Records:

※

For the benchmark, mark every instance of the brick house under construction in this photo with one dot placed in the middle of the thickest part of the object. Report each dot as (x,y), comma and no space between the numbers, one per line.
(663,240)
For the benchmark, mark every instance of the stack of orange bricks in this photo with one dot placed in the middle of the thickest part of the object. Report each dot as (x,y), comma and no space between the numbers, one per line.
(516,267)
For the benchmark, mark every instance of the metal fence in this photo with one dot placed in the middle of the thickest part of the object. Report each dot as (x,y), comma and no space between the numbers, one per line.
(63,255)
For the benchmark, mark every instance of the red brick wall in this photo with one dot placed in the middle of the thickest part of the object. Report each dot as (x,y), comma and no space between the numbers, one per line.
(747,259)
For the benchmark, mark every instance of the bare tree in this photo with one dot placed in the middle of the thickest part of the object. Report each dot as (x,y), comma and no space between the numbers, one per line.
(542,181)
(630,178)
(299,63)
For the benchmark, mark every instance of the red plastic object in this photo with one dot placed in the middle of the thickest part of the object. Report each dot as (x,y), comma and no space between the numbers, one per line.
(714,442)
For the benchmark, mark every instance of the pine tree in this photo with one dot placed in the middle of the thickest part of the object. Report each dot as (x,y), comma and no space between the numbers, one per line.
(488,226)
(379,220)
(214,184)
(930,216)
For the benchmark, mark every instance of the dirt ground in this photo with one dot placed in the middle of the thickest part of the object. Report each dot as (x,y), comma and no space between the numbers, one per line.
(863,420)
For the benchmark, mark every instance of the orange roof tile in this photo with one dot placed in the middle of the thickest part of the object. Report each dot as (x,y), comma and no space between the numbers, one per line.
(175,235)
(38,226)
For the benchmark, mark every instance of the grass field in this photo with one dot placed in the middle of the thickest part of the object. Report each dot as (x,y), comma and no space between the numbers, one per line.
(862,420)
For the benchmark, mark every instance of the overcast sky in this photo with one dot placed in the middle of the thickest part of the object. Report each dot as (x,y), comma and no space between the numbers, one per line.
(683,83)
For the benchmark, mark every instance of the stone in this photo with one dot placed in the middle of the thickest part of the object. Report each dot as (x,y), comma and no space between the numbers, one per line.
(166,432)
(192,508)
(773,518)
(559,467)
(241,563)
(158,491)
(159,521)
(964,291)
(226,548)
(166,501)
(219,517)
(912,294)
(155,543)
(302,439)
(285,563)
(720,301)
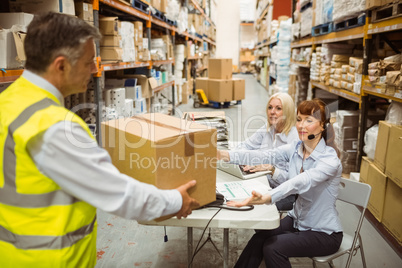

※

* [Given request]: Which lines in the records above contain the word "tree" with its case matching? Filter them out and copy each one in full.

* [Answer to this task]:
For the benchmark, mark every instance of the bare tree in this photo with one dot placed in the middle of the thickest part of the object. Report each dot as (x,y), comma and no space between the numbers, one per line.
For the benchmark, mark every instance of the pine tree in this photo with one dot placed in the middle of the thickest part of the object. Report each dot as (x,y), comma and no space between the numbers, one per line.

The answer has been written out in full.